WHAT THE TASK REQUIRES ▸ Please pull out of the entries below the lines from the one containing "Can you find the black glove" through the one containing "pixel 546 516", both included, and reproduce only those lines word for word.

[Pointing and labeling entries]
—————

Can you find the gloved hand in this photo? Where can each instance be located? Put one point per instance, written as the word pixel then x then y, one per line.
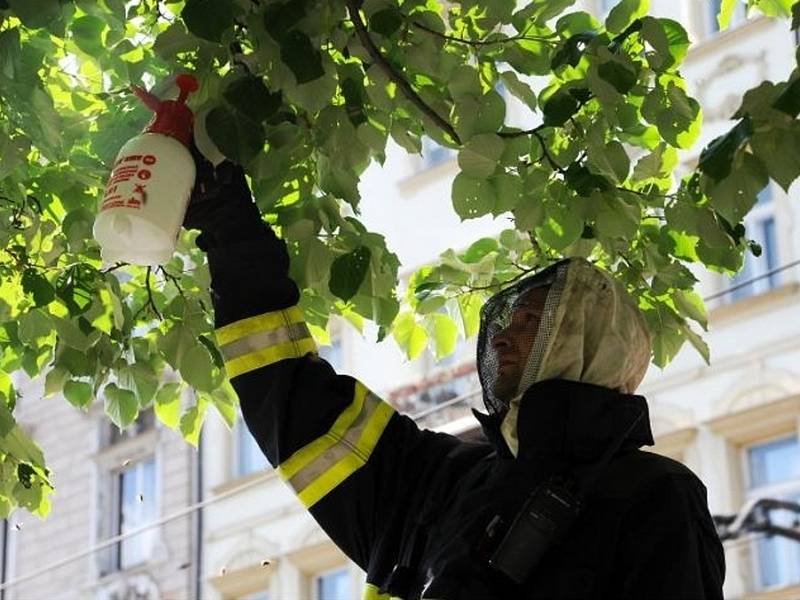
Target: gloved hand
pixel 221 205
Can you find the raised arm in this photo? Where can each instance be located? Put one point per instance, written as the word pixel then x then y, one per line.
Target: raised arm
pixel 353 462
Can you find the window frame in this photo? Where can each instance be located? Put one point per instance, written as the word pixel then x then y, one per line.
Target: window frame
pixel 109 461
pixel 239 426
pixel 776 490
pixel 317 576
pixel 116 517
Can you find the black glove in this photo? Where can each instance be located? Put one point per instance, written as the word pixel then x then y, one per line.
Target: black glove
pixel 221 205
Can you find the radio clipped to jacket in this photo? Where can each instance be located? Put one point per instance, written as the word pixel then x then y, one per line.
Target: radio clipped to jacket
pixel 546 516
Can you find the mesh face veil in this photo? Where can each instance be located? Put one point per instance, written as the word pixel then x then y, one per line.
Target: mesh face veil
pixel 497 317
pixel 584 326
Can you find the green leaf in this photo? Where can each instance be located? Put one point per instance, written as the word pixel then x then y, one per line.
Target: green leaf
pixel 348 272
pixel 484 114
pixel 167 404
pixel 690 304
pixel 470 309
pixel 559 108
pixel 70 334
pixel 609 160
pixel 561 226
pixel 734 196
pixel 617 218
pixel 445 334
pixel 54 380
pixel 34 325
pixel 299 54
pixel 208 19
pixel 480 155
pixel 716 159
pixel 224 400
pixel 192 421
pixel 197 368
pixel 36 13
pixel 725 13
pixel 625 13
pixel 472 198
pixel 656 165
pixel 121 405
pixel 519 89
pixel 775 8
pixel 386 21
pixel 79 394
pixel 7 421
pixel 37 285
pixel 779 151
pixel 87 34
pixel 250 96
pixel 698 343
pixel 409 335
pixel 237 136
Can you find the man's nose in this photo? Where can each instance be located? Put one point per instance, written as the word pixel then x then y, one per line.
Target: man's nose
pixel 500 340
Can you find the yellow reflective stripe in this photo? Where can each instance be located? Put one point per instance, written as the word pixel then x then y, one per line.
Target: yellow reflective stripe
pixel 310 452
pixel 267 356
pixel 331 478
pixel 372 592
pixel 265 322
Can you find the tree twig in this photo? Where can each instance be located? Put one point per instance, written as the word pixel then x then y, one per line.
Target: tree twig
pixel 114 268
pixel 397 78
pixel 452 38
pixel 150 302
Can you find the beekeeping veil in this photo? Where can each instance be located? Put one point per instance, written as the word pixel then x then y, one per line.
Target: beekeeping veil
pixel 590 331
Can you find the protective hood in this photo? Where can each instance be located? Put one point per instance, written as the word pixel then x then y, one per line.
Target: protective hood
pixel 590 331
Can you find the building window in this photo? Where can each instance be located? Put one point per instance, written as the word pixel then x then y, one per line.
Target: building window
pixel 136 507
pixel 712 8
pixel 760 226
pixel 773 471
pixel 604 7
pixel 333 585
pixel 248 456
pixel 334 354
pixel 256 596
pixel 145 421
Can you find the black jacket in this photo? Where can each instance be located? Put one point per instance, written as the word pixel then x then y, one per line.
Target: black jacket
pixel 412 507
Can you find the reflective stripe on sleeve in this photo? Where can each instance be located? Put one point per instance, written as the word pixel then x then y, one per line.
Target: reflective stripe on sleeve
pixel 318 467
pixel 259 341
pixel 371 592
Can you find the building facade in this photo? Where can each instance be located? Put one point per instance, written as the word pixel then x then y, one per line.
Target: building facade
pixel 227 528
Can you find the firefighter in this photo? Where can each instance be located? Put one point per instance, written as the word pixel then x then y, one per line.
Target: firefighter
pixel 559 502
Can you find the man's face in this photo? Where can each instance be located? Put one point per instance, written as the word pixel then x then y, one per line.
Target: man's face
pixel 513 344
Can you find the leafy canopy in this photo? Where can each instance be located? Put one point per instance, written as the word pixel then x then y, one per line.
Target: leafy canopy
pixel 306 94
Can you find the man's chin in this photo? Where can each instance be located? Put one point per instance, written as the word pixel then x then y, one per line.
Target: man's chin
pixel 505 389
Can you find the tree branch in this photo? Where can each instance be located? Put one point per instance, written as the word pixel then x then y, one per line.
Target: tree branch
pixel 114 268
pixel 150 302
pixel 478 43
pixel 405 87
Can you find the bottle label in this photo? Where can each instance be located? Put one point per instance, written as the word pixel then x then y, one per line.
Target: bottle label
pixel 127 186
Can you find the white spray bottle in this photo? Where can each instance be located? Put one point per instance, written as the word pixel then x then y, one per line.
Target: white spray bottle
pixel 148 192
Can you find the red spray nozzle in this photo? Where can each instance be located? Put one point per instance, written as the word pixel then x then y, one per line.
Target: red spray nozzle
pixel 173 117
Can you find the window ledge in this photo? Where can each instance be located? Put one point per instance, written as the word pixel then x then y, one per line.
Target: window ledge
pixel 237 482
pixel 735 310
pixel 674 443
pixel 409 185
pixel 785 593
pixel 758 423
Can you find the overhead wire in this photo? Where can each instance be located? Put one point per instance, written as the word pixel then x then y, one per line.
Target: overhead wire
pixel 268 475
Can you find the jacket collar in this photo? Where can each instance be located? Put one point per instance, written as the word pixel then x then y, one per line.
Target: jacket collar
pixel 573 421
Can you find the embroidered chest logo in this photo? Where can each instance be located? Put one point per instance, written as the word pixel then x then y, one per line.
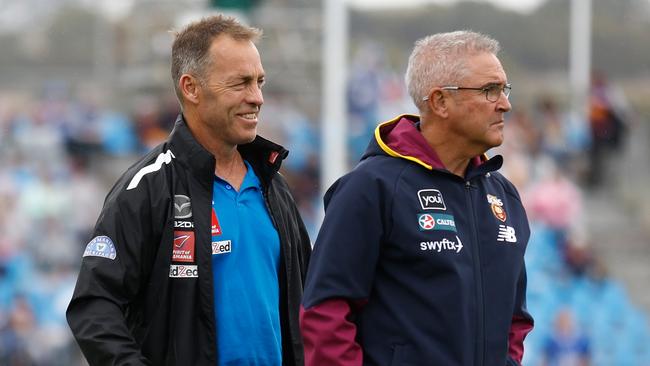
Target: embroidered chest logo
pixel 183 250
pixel 497 207
pixel 431 199
pixel 182 207
pixel 507 234
pixel 440 245
pixel 429 222
pixel 215 227
pixel 426 222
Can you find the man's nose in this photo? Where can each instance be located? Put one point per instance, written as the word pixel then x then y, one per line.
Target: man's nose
pixel 255 96
pixel 503 103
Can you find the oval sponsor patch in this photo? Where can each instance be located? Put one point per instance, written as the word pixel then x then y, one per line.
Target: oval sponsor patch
pixel 101 246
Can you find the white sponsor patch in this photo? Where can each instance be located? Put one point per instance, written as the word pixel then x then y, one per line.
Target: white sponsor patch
pixel 507 234
pixel 431 199
pixel 101 246
pixel 221 247
pixel 183 271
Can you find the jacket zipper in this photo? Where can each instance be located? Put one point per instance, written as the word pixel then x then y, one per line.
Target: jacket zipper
pixel 479 357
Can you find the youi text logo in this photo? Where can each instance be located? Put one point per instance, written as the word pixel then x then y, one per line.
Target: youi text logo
pixel 431 199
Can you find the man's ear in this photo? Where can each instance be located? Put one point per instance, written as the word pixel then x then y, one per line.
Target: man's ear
pixel 438 103
pixel 189 88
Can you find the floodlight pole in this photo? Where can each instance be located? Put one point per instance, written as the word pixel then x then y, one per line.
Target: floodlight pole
pixel 333 107
pixel 580 59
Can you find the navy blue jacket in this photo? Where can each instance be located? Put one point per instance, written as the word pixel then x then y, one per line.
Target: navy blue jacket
pixel 414 265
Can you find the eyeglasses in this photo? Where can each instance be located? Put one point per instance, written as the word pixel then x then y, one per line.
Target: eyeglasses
pixel 492 91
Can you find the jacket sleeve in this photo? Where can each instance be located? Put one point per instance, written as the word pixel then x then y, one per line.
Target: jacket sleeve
pixel 522 323
pixel 342 269
pixel 106 287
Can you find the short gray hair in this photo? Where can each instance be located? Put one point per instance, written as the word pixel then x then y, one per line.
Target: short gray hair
pixel 191 45
pixel 438 59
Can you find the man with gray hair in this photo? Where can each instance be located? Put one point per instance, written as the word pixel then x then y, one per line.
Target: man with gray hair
pixel 199 254
pixel 420 258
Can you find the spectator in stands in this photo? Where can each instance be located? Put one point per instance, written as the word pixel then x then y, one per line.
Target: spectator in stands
pixel 199 253
pixel 396 278
pixel 566 346
pixel 608 120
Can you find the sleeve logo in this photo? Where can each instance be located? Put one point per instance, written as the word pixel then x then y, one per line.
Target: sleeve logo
pixel 162 158
pixel 101 246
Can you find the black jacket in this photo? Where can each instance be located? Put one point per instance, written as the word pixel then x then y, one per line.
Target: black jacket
pixel 132 310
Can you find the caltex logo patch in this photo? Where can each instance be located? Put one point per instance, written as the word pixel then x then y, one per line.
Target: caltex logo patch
pixel 426 222
pixel 101 246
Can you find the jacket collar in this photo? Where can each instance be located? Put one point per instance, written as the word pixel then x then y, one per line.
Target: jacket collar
pixel 264 156
pixel 400 137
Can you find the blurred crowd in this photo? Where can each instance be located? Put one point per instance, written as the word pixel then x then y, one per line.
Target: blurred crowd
pixel 57 155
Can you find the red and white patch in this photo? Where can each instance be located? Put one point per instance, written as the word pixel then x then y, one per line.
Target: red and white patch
pixel 216 228
pixel 426 222
pixel 183 250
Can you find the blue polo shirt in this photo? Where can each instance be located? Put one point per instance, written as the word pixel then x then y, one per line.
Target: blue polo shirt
pixel 245 263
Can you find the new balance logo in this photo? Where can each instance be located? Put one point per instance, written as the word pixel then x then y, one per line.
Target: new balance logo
pixel 507 233
pixel 162 158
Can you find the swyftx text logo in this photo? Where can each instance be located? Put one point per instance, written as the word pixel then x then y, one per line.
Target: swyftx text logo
pixel 440 245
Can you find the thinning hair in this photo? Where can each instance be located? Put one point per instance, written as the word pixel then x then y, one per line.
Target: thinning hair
pixel 440 59
pixel 191 45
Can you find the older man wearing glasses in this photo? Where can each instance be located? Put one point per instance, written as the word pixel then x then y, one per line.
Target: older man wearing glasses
pixel 420 258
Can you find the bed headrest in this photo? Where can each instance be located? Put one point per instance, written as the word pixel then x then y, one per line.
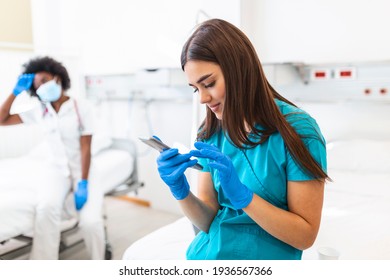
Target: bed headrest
pixel 351 120
pixel 359 155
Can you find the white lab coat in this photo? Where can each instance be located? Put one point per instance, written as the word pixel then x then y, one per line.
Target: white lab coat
pixel 62 150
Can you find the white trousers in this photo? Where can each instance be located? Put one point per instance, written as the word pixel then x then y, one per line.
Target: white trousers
pixel 53 188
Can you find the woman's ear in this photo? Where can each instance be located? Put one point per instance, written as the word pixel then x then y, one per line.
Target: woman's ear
pixel 58 80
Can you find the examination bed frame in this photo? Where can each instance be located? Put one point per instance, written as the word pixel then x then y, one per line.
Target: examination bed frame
pixel 69 234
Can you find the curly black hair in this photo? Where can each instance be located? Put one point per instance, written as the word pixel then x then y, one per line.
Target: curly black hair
pixel 50 65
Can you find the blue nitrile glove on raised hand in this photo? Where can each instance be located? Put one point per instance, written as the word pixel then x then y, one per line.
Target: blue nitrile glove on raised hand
pixel 238 194
pixel 81 194
pixel 24 83
pixel 171 166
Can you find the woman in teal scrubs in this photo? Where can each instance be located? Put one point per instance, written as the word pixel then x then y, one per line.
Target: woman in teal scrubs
pixel 260 192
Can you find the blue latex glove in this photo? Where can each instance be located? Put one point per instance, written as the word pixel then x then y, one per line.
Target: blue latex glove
pixel 81 194
pixel 171 166
pixel 238 194
pixel 24 83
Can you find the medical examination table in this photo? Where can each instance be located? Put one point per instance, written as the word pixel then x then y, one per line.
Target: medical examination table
pixel 115 170
pixel 355 217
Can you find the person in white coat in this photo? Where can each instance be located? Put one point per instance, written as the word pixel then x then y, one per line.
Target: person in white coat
pixel 68 124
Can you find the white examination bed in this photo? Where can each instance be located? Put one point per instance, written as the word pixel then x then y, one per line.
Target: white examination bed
pixel 114 171
pixel 356 212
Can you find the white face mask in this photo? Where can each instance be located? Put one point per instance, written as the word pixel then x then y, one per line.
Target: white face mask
pixel 49 91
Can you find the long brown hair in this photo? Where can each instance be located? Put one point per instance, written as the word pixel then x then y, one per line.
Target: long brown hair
pixel 249 98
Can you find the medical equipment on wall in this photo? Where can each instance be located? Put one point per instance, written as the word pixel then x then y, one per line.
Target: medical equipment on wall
pixel 365 81
pixel 128 105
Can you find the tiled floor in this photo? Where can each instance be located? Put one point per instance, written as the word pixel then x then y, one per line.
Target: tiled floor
pixel 126 222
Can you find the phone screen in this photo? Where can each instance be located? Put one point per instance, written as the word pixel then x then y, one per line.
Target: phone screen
pixel 160 146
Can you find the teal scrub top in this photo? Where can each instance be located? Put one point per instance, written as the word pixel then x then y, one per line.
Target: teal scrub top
pixel 265 169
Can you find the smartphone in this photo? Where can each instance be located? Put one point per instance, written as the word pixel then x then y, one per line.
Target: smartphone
pixel 160 146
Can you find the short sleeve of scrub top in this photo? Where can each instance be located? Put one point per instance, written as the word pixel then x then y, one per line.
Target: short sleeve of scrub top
pixel 33 115
pixel 86 117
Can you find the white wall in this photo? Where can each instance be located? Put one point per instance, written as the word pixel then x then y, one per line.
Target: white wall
pixel 318 31
pixel 121 36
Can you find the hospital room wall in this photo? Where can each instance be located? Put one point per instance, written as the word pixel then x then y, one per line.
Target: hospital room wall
pixel 110 37
pixel 118 36
pixel 321 31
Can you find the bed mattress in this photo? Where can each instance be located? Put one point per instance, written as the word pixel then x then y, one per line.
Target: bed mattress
pixel 19 178
pixel 355 221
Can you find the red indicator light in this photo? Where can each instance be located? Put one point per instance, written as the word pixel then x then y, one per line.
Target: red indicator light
pixel 320 74
pixel 367 91
pixel 345 73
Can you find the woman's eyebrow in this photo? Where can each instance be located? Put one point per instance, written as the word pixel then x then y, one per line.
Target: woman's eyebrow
pixel 201 79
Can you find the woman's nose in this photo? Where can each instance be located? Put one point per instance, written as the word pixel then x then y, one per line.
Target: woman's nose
pixel 204 97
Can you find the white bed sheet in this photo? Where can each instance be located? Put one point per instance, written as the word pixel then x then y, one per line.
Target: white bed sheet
pixel 356 222
pixel 356 217
pixel 19 178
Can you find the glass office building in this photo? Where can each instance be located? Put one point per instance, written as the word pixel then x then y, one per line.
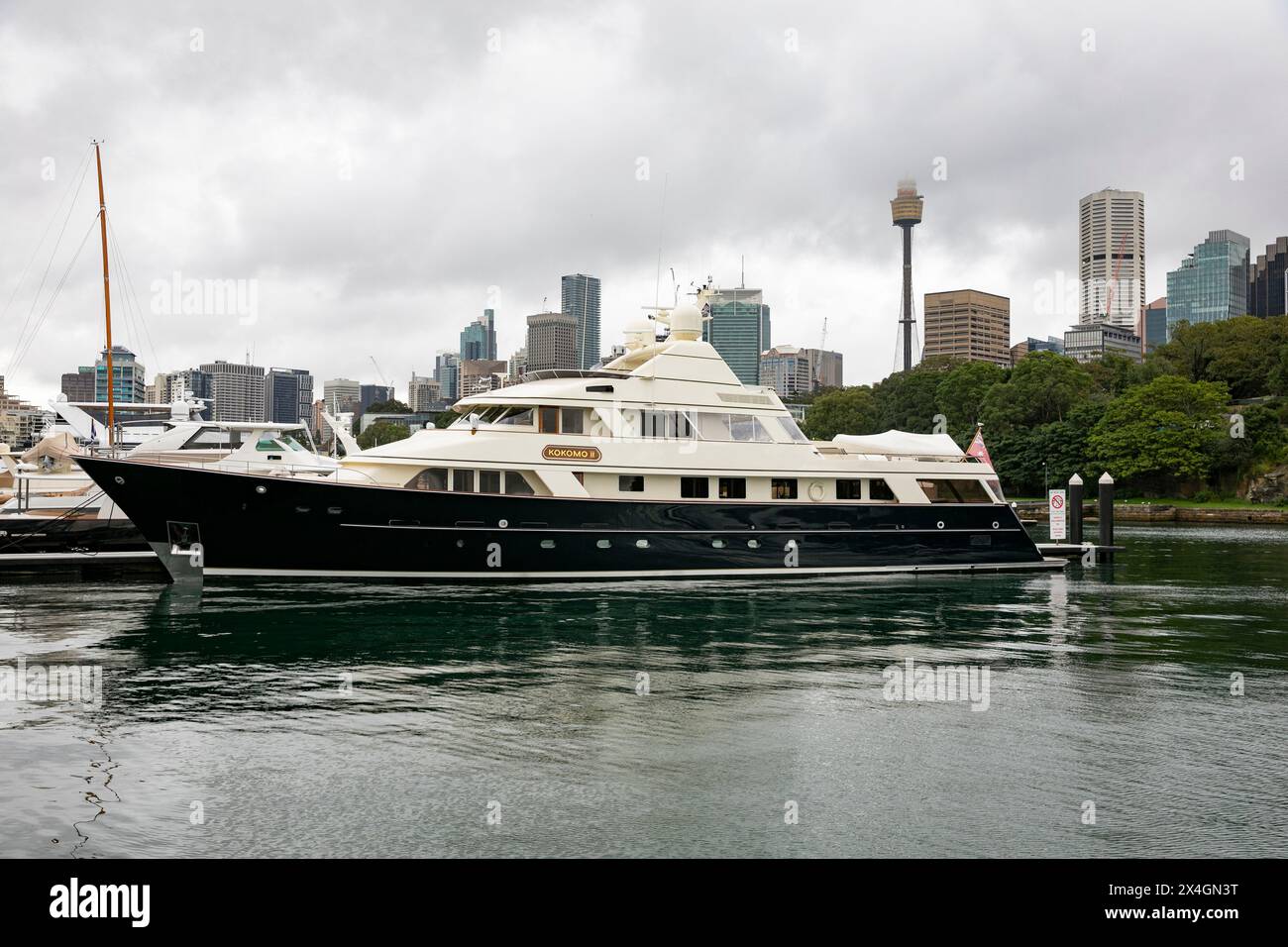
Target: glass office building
pixel 1211 283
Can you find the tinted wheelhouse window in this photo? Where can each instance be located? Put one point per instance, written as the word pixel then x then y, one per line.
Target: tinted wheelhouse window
pixel 782 488
pixel 695 487
pixel 880 489
pixel 430 478
pixel 516 483
pixel 733 488
pixel 572 420
pixel 954 491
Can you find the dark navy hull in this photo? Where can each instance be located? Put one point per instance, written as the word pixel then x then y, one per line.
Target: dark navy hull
pixel 296 526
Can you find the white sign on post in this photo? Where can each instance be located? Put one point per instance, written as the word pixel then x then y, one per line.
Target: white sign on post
pixel 1056 501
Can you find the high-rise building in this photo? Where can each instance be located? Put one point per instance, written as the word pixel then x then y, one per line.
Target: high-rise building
pixel 1153 325
pixel 579 296
pixel 1267 281
pixel 78 385
pixel 423 393
pixel 374 394
pixel 1211 283
pixel 478 339
pixel 738 330
pixel 1112 257
pixel 1094 341
pixel 553 342
pixel 447 372
pixel 342 394
pixel 793 371
pixel 129 377
pixel 970 325
pixel 237 390
pixel 906 213
pixel 287 395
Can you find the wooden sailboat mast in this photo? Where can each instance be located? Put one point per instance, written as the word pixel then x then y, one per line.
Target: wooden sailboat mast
pixel 107 300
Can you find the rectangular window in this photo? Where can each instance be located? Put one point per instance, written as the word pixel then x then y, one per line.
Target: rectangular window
pixel 695 487
pixel 849 489
pixel 572 420
pixel 733 488
pixel 880 491
pixel 430 478
pixel 782 488
pixel 516 483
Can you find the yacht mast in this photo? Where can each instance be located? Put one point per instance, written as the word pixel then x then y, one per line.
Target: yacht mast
pixel 107 299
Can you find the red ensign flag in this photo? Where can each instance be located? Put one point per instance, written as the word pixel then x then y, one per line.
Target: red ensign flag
pixel 978 450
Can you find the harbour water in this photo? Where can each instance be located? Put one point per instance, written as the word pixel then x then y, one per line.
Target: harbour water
pixel 707 718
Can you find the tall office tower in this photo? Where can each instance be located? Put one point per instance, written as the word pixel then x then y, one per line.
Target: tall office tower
pixel 793 371
pixel 78 385
pixel 129 381
pixel 374 394
pixel 1212 282
pixel 423 393
pixel 738 329
pixel 478 339
pixel 1112 258
pixel 447 373
pixel 340 394
pixel 970 325
pixel 906 213
pixel 237 390
pixel 579 296
pixel 553 342
pixel 518 365
pixel 1153 325
pixel 287 395
pixel 1267 281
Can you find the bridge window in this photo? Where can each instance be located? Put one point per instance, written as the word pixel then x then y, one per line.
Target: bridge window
pixel 695 487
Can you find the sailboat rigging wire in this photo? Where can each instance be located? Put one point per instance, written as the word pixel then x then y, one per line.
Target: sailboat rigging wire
pixel 18 356
pixel 134 292
pixel 53 253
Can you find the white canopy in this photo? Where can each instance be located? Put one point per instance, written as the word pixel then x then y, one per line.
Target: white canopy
pixel 901 442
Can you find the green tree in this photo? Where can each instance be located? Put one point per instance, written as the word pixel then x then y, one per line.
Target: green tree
pixel 1158 434
pixel 1043 386
pixel 841 411
pixel 960 394
pixel 382 433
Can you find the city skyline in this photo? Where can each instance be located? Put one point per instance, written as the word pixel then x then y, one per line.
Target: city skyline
pixel 356 231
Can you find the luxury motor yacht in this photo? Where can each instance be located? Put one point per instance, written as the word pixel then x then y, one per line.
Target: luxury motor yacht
pixel 660 464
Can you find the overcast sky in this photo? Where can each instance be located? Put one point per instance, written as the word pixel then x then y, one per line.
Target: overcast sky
pixel 381 171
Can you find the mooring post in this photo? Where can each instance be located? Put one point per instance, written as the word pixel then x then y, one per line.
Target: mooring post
pixel 1106 510
pixel 1076 510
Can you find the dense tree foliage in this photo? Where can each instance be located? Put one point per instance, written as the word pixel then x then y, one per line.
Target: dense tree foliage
pixel 1202 412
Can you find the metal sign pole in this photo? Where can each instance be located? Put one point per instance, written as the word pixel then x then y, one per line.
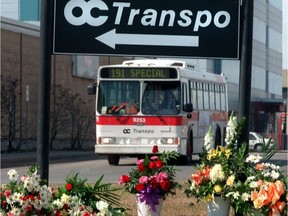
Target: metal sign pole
pixel 246 67
pixel 44 87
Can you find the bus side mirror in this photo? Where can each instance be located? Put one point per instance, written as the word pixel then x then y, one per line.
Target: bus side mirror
pixel 91 89
pixel 188 107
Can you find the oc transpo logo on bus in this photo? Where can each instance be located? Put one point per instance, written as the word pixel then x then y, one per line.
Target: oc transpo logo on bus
pixel 126 131
pixel 127 26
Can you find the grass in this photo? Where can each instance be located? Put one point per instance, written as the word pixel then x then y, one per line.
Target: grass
pixel 178 205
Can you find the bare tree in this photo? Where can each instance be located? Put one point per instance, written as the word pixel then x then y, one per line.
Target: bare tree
pixel 80 121
pixel 59 114
pixel 8 112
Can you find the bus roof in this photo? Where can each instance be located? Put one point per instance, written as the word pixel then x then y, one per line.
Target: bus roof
pixel 158 62
pixel 185 72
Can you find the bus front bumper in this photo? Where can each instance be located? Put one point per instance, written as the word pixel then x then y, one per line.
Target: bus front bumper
pixel 136 149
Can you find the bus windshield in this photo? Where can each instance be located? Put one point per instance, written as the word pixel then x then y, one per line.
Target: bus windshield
pixel 161 98
pixel 118 97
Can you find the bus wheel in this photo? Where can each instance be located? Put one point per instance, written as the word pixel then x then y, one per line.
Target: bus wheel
pixel 187 159
pixel 113 159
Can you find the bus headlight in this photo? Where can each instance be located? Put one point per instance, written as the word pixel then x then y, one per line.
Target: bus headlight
pixel 170 141
pixel 106 140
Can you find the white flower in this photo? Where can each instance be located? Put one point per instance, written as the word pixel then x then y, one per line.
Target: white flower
pixel 208 140
pixel 236 195
pixel 231 129
pixel 65 199
pixel 250 178
pixel 245 196
pixel 274 174
pixel 216 173
pixel 253 184
pixel 253 159
pixel 103 207
pixel 13 175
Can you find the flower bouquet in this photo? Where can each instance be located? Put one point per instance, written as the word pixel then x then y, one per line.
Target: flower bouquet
pixel 153 179
pixel 230 173
pixel 264 189
pixel 26 196
pixel 216 172
pixel 76 197
pixel 30 196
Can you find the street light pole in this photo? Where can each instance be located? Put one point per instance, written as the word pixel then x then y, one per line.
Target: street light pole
pixel 245 67
pixel 44 87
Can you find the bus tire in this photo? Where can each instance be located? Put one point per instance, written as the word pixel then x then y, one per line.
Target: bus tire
pixel 187 159
pixel 113 159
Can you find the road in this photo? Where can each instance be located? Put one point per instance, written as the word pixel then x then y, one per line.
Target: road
pixel 90 166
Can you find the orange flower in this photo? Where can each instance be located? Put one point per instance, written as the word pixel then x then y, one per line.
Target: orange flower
pixel 274 211
pixel 258 198
pixel 197 178
pixel 259 183
pixel 260 166
pixel 280 205
pixel 206 172
pixel 275 190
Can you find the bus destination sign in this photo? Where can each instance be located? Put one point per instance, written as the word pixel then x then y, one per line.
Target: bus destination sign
pixel 138 73
pixel 174 28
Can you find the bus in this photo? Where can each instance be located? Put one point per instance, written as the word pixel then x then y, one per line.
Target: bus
pixel 168 103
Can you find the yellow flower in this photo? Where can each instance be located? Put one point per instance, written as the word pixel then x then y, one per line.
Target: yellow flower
pixel 65 198
pixel 64 212
pixel 209 198
pixel 230 180
pixel 217 188
pixel 212 154
pixel 228 153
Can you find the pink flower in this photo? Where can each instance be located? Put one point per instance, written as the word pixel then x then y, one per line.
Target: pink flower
pixel 143 179
pixel 155 149
pixel 161 177
pixel 154 157
pixel 7 193
pixel 123 179
pixel 140 161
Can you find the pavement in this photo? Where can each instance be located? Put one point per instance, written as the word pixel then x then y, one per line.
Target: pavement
pixel 29 158
pixel 17 159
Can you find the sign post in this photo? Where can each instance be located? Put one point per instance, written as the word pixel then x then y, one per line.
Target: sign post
pixel 177 28
pixel 246 68
pixel 44 88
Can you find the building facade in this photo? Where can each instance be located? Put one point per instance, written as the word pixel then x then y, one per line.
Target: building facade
pixel 267 76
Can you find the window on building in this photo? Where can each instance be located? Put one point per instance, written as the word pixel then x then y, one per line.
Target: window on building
pixel 30 10
pixel 85 66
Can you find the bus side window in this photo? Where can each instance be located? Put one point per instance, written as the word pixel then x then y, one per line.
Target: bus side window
pixel 206 96
pixel 212 96
pixel 223 100
pixel 217 97
pixel 194 94
pixel 200 95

—————

RESPONSE ▸
Can you find the black glove in this photo? Where can each instance be located? Put one point per instance, written as the word pixel then x then y, one per line.
Target: black glove
pixel 221 205
Can you find the radio clipped to jacket in this photo? Where can each instance be located? Put one point per instance, written as the word pixel then x then y, one per line.
Target: radio clipped to jacket
pixel 546 516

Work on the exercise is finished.